## EXERCISE DETAILS
Rewrite all of the lines below, requests included, scaling every coordinate in the answers by 1.75 and rounding each result to a whole number, with halves rounded up. Omit the pictures from your answer.

## EXTRACTED ENTRIES
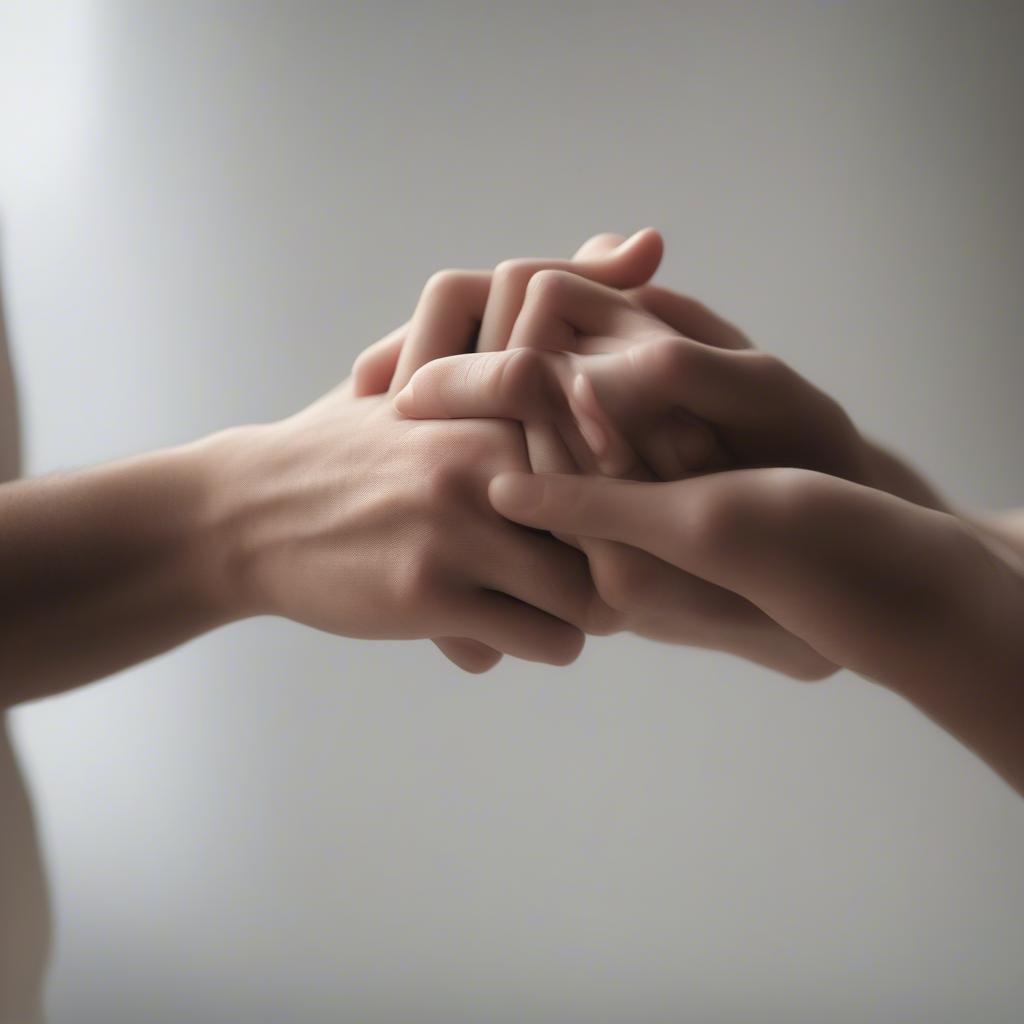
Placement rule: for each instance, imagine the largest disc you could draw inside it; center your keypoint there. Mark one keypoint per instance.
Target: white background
(209, 209)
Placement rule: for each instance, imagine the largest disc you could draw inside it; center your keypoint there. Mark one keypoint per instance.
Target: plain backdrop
(209, 209)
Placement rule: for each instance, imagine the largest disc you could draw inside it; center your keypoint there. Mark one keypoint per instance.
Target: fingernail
(591, 430)
(404, 399)
(516, 494)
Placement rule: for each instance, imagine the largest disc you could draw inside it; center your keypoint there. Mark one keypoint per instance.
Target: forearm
(105, 567)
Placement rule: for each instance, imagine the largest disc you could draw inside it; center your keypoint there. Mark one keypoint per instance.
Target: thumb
(599, 245)
(642, 515)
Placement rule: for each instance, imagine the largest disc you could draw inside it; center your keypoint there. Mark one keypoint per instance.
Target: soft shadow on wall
(25, 913)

## EXERCISE RESPONSE
Placement rule: for each instance, imagine the largest disc you could draw inside it; center your keypoint there. Mark one keypoint per instance.
Target: white background
(366, 366)
Placement rule: for each instance, imagine the largest disc you could draw inside it; center your keypoint there. Mark one keypoint per instance.
Target: plain backdrop
(366, 366)
Placement rule: for each instance, imagine the largest disc you could draw inside it; center your keypoint there. Mark one keypoint per instance.
Target: fingernail
(1034, 753)
(707, 698)
(903, 865)
Placement rule: for each instance, imagine the largest disc you could draw inside it; center your keypoint there. Mark one keypoint per instance.
Target: forearm
(184, 992)
Placement rule: for each instance, imagine the largest disc you could draw inside it; center your keypoint there. Mark one keypoint per instance.
Target: thumb
(1048, 429)
(1124, 901)
Placement rule: for each instance, imagine the largest disc you could draw inside it; center your keypoint there. Mark one keypoint per instance.
Target: soft shadow on wall
(44, 1598)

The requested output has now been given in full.